Work required
Retype the data below, every word of it, exactly.

(Saved entries)
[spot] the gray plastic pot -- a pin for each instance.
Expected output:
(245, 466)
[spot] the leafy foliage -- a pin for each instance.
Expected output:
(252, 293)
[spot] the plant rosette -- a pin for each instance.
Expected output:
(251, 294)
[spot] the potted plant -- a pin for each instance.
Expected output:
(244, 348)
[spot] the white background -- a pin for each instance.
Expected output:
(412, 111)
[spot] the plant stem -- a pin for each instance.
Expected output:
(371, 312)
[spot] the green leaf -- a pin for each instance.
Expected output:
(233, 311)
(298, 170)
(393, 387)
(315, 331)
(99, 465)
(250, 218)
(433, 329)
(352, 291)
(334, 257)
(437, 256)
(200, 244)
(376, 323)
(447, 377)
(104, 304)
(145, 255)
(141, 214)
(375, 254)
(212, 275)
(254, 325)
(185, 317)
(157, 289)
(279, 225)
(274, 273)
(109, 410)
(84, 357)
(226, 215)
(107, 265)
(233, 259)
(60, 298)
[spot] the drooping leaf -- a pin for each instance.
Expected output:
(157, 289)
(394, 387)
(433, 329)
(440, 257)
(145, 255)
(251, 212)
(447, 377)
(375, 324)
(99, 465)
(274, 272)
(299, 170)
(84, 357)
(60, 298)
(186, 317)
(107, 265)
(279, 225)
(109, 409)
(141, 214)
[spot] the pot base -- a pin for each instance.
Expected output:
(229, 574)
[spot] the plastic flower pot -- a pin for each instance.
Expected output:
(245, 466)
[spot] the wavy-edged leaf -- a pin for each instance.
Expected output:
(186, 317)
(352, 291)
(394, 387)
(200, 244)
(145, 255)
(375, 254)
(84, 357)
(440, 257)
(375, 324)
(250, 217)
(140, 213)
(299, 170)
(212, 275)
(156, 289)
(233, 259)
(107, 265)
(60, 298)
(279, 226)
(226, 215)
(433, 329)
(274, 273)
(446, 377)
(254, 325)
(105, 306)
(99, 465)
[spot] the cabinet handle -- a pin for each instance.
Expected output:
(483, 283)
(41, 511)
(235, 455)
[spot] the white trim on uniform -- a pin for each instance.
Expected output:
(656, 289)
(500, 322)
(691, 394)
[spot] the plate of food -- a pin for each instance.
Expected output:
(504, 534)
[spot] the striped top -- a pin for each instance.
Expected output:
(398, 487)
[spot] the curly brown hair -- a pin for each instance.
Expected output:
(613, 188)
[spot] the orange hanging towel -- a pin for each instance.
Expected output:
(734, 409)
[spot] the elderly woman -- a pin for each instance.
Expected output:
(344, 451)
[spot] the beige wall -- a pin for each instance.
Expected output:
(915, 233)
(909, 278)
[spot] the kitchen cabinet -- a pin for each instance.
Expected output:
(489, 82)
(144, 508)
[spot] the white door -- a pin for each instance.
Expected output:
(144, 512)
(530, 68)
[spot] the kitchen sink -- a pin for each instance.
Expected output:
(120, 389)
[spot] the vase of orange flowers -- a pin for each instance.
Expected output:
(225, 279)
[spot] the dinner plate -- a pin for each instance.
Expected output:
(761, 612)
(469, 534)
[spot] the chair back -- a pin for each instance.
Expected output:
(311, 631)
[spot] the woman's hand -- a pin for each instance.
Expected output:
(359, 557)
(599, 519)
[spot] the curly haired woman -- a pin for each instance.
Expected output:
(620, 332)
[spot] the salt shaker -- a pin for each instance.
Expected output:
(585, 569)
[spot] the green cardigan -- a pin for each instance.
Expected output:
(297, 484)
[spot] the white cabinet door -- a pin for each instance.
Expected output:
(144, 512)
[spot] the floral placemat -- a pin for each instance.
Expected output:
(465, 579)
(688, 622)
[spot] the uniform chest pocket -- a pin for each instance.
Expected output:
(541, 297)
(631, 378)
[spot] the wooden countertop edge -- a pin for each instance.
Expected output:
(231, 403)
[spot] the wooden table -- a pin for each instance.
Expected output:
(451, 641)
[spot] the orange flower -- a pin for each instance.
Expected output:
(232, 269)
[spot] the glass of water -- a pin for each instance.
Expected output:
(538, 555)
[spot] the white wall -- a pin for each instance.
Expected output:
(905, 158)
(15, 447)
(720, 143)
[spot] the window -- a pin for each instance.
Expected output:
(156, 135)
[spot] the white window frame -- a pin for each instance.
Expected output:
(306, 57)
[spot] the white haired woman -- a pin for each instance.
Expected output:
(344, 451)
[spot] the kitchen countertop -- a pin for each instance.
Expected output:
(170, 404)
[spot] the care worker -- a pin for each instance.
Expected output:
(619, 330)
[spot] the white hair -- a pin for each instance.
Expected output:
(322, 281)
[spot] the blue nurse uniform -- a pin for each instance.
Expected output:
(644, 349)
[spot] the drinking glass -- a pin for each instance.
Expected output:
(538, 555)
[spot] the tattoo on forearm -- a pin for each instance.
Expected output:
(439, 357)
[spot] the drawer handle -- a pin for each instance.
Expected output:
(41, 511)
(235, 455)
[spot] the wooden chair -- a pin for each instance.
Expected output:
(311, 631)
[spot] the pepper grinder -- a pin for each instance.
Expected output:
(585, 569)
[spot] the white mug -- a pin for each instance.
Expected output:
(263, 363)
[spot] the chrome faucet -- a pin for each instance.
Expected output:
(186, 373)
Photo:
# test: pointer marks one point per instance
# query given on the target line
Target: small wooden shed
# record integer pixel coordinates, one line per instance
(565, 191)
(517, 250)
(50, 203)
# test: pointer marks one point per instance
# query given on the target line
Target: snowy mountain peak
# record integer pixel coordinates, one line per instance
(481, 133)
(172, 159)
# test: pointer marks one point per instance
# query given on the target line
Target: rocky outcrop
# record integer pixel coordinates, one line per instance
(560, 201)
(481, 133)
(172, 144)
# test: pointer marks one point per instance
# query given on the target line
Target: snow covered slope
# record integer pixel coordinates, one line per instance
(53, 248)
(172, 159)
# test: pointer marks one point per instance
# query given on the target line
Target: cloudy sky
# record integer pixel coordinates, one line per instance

Exercise solution
[spot] the gray plastic pot -- a pin for each instance.
Expected output:
(245, 466)
[spot] the leafy foliage -- a pin for each instance.
Expected output:
(252, 293)
[spot] the plant rosette -- a pin for each instance.
Expected output:
(251, 294)
[spot] the potted plant -- a pin for each instance.
Expected output:
(244, 348)
[spot] the white background -- a pin for each instance.
Expected output:
(412, 111)
[spot] the plant stem -- a pin for each instance.
Expected output:
(371, 312)
[spot] the green leaf -- a pin for each instance.
Expected output:
(233, 311)
(298, 170)
(393, 387)
(315, 331)
(99, 465)
(250, 218)
(433, 329)
(352, 291)
(334, 257)
(437, 256)
(200, 244)
(376, 323)
(447, 377)
(104, 304)
(145, 255)
(141, 214)
(375, 254)
(212, 275)
(254, 325)
(185, 317)
(157, 289)
(279, 225)
(274, 273)
(109, 410)
(84, 357)
(226, 215)
(107, 265)
(233, 259)
(60, 298)
[spot] the drooping leaf -- a pin for each instance.
Expected output:
(157, 289)
(394, 387)
(433, 329)
(440, 257)
(145, 255)
(251, 212)
(447, 377)
(375, 324)
(99, 465)
(274, 272)
(299, 170)
(84, 357)
(60, 298)
(186, 317)
(107, 265)
(279, 225)
(109, 409)
(141, 214)
[spot] the pot base -- a pin for each instance.
Expected output:
(229, 574)
[spot] the plastic flower pot -- a pin for each instance.
Expected output:
(245, 466)
[spot] the wavy-edged leaf -- a pin for each instance.
Expected output:
(186, 317)
(352, 291)
(394, 387)
(200, 244)
(145, 255)
(375, 254)
(84, 357)
(440, 257)
(375, 324)
(250, 217)
(140, 213)
(299, 170)
(212, 275)
(156, 289)
(233, 259)
(107, 265)
(60, 298)
(279, 226)
(226, 215)
(433, 329)
(274, 273)
(446, 377)
(254, 325)
(105, 306)
(99, 465)
[spot] the cabinet handle -- a pin for each instance.
Expected output:
(483, 283)
(41, 511)
(235, 455)
[spot] the white trim on uniform -- a pin for each instance.
Expected output:
(656, 289)
(500, 322)
(691, 394)
[spot] the plate of food -- a pin for each instance.
Expected output:
(504, 534)
[spot] the striped top -- a pin for each instance.
Expected output:
(398, 487)
[spot] the curly brown hair -- a pin for each instance.
Expected output:
(613, 188)
[spot] the orange hanging towel -- a pin for each instance.
Expected output:
(734, 409)
[spot] the elderly woman -- a pin for each instance.
Expected output:
(344, 451)
[spot] the beige wall -- a pin for each instance.
Expected output:
(915, 233)
(909, 278)
[spot] the kitchen cabinet -- a pin for each instance.
Expected output:
(489, 82)
(144, 508)
[spot] the white door -- a pin for each instance.
Expected output:
(144, 512)
(530, 68)
[spot] the kitchen sink -- a pin for each instance.
Expected output:
(120, 389)
[spot] the vase of orange flowers -- a pin for each instance.
Expected output:
(225, 279)
[spot] the dinner plate -- a pin for each instance.
Expected output:
(761, 612)
(469, 534)
[spot] the chair back -- a pin for each instance.
Expected output:
(311, 631)
[spot] the woman's hand -- a pin for each instance.
Expected output:
(359, 557)
(599, 519)
[spot] the curly haired woman -- a pin for each instance.
Expected output:
(620, 332)
[spot] the salt shaker -- a pin for each instance.
Expected output:
(585, 569)
[spot] the green cardigan -- a pin for each instance.
Expected output:
(297, 484)
[spot] the white cabinet door -- a pin for each instance.
Expected output:
(144, 512)
[spot] the floral placemat -- a pin for each instance.
Expected output:
(465, 579)
(688, 622)
[spot] the uniform chest pocket -- a pin for each instance.
Expected output:
(541, 297)
(631, 378)
[spot] the wooden countertop edge -- a pin for each instance.
Expected output:
(231, 403)
[spot] the wooden table -- a pin for each instance.
Expected output:
(451, 641)
[spot] the orange flower -- a pin for each instance.
Expected output:
(232, 269)
[spot] the glass of water -- a pin for each instance.
Expected output:
(538, 555)
[spot] the white wall -- a pin for each instance.
Expected output:
(905, 158)
(15, 447)
(720, 143)
[spot] the window -- a pin for each instance.
Expected output:
(156, 135)
[spot] the white window frame -- a pin for each instance.
Expected output:
(306, 57)
[spot] the white haired woman -- a pin for each instance.
Expected output:
(344, 451)
[spot] the kitchen countertop -- a pin for each instance.
Expected output:
(170, 404)
[spot] the care worker -- a pin for each instance.
Expected output:
(619, 330)
[spot] the white hair -- a pin for each instance.
Expected output:
(322, 281)
[spot] the blue nurse uniform -- a pin for each instance.
Expected output:
(644, 349)
[spot] the drinking glass -- a pin for each instance.
Expected output:
(538, 555)
[spot] the tattoo on forearm -- a pin for each instance.
Expected output:
(439, 357)
[spot] the drawer handle -- a pin for each instance.
Expected output:
(41, 511)
(235, 455)
[spot] the wooden chair -- a pin for each instance.
Expected output:
(311, 631)
[spot] the pepper grinder -- a pin for each instance.
Expected output:
(585, 569)
[spot] the white mug -- a pin for each instance.
Expected output:
(263, 363)
[spot] the chrome faucet -- a pin for each instance.
Expected output:
(186, 373)
Photo:
# test: pointer marks one point per instance
# query given on the target line
Target: small wooden shed
# record integer pixel coordinates, one line per instance
(565, 191)
(517, 250)
(50, 203)
# test: pointer marks one point per instance
# query given on the target line
Target: snowy mountain peak
# record integer pixel coordinates, one line per instance
(481, 133)
(172, 159)
# test: pointer marks one point per instance
# query given on the target line
Target: rocky outcrop
# record integer pixel coordinates, one line per instance
(560, 201)
(481, 133)
(172, 144)
# test: pointer marks one point per instance
# query given on the target line
Target: snow covered slope
# record integer pixel coordinates, one line per instance
(53, 248)
(172, 159)
# test: pointer marks one point per instance
# query given on the target line
Target: cloudy sky
# record integer pixel coordinates, one line per instance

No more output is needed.